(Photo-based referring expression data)
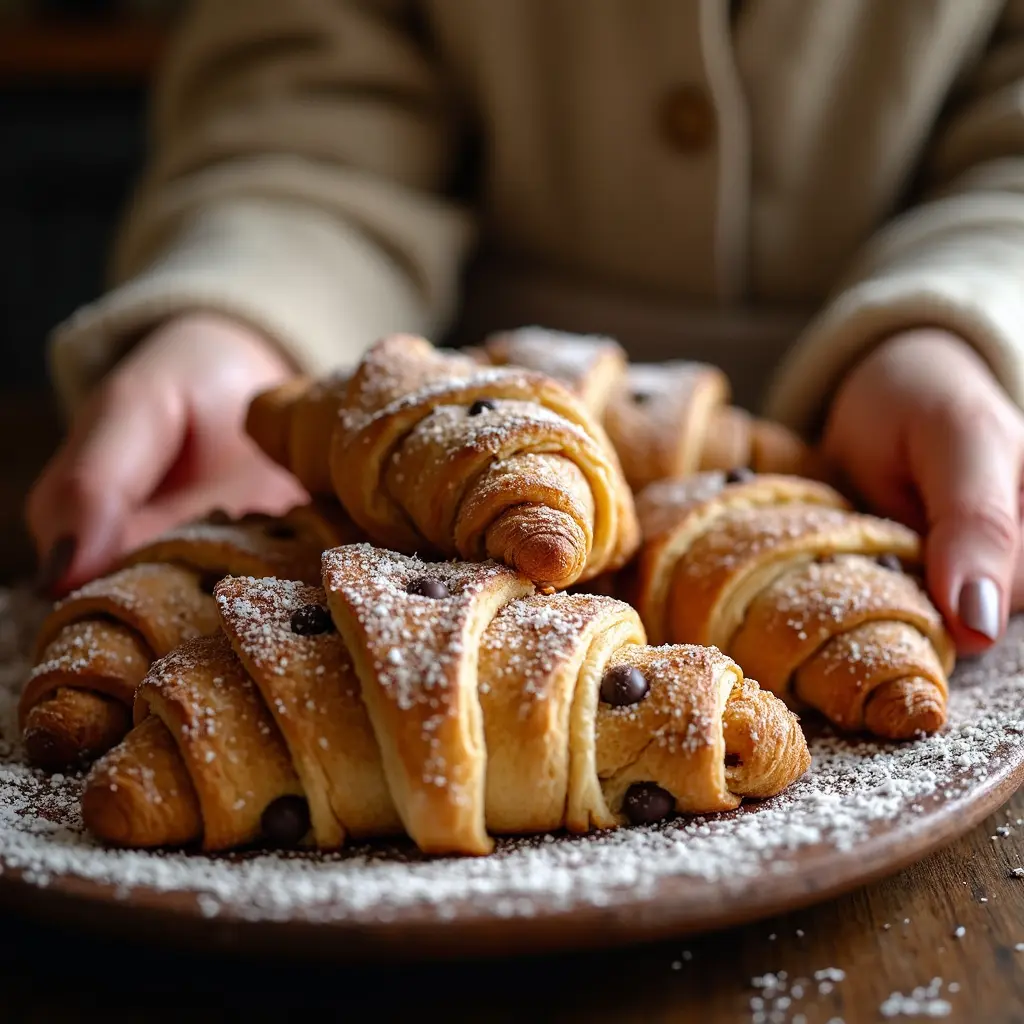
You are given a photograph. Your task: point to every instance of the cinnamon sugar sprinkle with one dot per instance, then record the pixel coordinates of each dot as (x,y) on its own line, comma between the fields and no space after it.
(854,791)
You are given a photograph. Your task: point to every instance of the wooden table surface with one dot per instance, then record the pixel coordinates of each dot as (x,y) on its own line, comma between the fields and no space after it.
(56,977)
(51,976)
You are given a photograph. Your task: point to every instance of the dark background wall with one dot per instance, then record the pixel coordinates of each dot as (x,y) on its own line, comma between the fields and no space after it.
(74,80)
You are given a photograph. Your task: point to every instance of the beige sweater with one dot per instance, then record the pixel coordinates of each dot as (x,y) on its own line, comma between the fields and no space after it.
(772,184)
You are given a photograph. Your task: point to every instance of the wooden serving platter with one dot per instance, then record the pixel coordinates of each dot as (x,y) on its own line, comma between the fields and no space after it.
(864,810)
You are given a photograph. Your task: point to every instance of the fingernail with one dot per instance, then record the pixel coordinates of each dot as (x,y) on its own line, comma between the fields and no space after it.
(979,607)
(55,565)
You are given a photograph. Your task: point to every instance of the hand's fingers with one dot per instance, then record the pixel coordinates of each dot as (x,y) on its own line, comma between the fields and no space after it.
(113,460)
(968,468)
(258,488)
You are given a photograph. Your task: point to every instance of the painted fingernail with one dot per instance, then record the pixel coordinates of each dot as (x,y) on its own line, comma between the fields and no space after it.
(979,607)
(55,565)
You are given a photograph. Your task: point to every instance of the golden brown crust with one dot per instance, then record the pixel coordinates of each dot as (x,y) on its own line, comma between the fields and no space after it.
(674,513)
(417,432)
(70,727)
(784,577)
(658,420)
(417,659)
(674,737)
(140,795)
(102,637)
(229,742)
(470,706)
(310,687)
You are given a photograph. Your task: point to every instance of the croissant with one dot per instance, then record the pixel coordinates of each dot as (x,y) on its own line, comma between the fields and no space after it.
(450,701)
(96,645)
(666,420)
(818,602)
(431,453)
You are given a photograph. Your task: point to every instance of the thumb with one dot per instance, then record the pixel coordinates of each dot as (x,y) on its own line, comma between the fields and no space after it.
(969,473)
(115,457)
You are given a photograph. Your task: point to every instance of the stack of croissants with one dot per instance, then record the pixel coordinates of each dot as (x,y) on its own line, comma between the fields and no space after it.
(531,591)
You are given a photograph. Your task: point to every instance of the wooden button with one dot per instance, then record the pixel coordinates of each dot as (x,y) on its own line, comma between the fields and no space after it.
(686,119)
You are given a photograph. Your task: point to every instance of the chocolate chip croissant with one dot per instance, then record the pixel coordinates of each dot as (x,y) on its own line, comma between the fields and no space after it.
(430,453)
(815,600)
(666,420)
(96,645)
(449,700)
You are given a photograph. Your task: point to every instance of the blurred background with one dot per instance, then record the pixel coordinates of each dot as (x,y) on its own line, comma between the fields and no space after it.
(74,77)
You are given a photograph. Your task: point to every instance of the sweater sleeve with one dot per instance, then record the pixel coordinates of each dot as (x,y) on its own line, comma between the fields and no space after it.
(955,261)
(301,152)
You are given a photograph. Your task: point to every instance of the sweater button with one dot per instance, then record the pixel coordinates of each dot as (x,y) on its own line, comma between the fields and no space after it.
(686,119)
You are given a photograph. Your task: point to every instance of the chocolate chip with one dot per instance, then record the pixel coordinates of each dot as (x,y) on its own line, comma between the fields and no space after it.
(739,475)
(286,820)
(426,587)
(311,621)
(208,581)
(280,531)
(646,803)
(624,685)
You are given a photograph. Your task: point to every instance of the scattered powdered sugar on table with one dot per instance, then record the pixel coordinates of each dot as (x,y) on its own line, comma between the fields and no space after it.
(853,791)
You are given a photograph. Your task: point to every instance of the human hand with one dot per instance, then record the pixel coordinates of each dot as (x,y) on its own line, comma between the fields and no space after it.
(926,434)
(160,441)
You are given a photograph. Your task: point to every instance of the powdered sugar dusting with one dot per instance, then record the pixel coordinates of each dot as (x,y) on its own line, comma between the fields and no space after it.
(853,792)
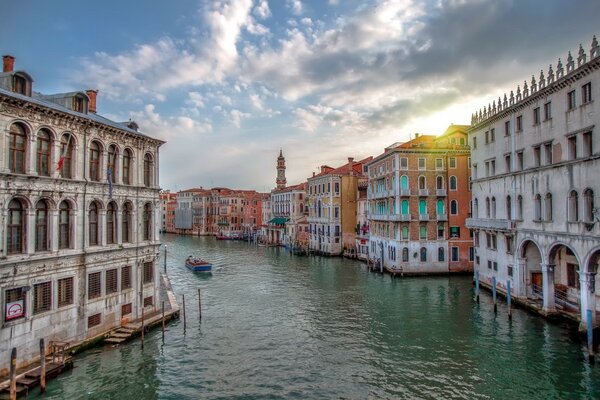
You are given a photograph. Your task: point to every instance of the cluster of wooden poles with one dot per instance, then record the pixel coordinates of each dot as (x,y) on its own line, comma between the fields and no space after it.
(589,315)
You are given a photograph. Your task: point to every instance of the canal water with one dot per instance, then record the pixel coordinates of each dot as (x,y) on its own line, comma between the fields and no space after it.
(281,326)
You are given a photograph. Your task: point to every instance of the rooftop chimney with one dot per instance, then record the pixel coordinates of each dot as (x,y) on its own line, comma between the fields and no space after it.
(92,96)
(8,63)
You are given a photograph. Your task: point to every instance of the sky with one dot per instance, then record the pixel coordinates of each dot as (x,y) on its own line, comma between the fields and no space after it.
(228,83)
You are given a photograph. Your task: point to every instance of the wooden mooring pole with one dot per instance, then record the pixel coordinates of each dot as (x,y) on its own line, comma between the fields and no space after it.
(42,366)
(13,374)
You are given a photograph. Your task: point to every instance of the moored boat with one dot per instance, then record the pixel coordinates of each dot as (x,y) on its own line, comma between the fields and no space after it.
(198,264)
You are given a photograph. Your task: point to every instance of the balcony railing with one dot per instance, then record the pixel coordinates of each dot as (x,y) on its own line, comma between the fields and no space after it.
(486,223)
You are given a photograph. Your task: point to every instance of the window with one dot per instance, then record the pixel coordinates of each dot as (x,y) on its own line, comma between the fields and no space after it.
(65,292)
(126,223)
(423,254)
(65,162)
(94,285)
(536,116)
(111,281)
(16,233)
(15,301)
(42,297)
(126,277)
(41,226)
(93,224)
(455,231)
(94,320)
(17,149)
(148,272)
(95,161)
(127,167)
(547,111)
(43,153)
(455,254)
(454,207)
(571,100)
(586,93)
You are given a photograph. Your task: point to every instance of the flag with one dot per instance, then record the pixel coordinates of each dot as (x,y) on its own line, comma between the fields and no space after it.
(109,178)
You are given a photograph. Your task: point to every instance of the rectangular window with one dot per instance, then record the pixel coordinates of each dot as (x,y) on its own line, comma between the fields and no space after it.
(571,100)
(94,320)
(536,116)
(547,111)
(65,292)
(454,253)
(111,281)
(15,304)
(586,93)
(148,275)
(94,285)
(42,297)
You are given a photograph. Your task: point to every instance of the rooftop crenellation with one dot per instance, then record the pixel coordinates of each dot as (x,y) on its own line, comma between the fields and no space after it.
(534,85)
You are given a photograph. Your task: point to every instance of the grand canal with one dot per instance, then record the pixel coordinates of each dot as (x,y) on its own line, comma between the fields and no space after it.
(280,326)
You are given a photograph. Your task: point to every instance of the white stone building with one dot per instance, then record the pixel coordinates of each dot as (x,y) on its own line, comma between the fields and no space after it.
(80,216)
(535,164)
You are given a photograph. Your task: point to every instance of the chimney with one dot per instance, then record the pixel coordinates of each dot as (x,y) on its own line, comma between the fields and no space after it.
(8,63)
(92,96)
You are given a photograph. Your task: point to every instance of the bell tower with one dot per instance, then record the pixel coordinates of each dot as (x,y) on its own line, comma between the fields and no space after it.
(281,181)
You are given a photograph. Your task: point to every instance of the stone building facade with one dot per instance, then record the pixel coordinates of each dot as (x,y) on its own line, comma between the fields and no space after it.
(419,199)
(535,188)
(80,216)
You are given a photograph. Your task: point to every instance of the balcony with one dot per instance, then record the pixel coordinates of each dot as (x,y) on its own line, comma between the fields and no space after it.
(495,224)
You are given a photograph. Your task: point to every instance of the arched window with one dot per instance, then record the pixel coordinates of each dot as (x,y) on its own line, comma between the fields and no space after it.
(548,207)
(65,162)
(148,166)
(454,207)
(127,156)
(453,183)
(537,204)
(405,254)
(93,224)
(111,223)
(111,167)
(95,161)
(573,206)
(64,225)
(588,205)
(126,223)
(17,149)
(44,144)
(41,226)
(16,235)
(147,221)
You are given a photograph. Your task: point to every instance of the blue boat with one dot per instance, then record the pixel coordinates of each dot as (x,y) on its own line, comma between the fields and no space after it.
(198,264)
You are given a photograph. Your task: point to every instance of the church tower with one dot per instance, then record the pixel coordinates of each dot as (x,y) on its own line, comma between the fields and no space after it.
(281,181)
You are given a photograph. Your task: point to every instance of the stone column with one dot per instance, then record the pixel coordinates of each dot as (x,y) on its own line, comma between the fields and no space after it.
(548,286)
(587,297)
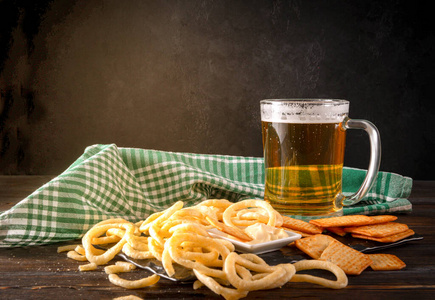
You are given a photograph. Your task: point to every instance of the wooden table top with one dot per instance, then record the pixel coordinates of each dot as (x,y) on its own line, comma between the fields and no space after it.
(40,272)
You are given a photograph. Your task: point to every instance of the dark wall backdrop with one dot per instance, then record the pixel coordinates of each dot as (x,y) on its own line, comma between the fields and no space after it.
(188,76)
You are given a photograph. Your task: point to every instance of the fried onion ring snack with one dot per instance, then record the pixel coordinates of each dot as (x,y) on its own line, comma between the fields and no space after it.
(178,235)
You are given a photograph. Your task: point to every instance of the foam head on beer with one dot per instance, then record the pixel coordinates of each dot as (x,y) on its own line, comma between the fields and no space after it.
(303,142)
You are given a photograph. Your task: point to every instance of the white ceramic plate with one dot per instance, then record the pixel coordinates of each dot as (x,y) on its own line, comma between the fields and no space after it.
(257,248)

_Action item_.
Lines from the one containing "of the fried" through the final line of the entries are the only ones to print, and each must match exactly.

_Exercise output_.
You are given a photograph. Your task: point to every instance of the fried onion ring snack with one dot per instance, then record the pixel coordinates of each dot as (x,y) on its own line, comma between the fields and no space after it.
(178,235)
You are given a photograph. Your task: point to every instance of the foam head on beer with one dot per instance, then record the pixel coordinates of each dot as (x,y) on its own line, comma between the fields and no space after it.
(303,142)
You are given a photograph. Your task: point to every instance of the white ceramic plate with one dot per instance, then record the pixel coordinates of each dot as (x,y) on its own line, comma between the fields and no space after it.
(257,248)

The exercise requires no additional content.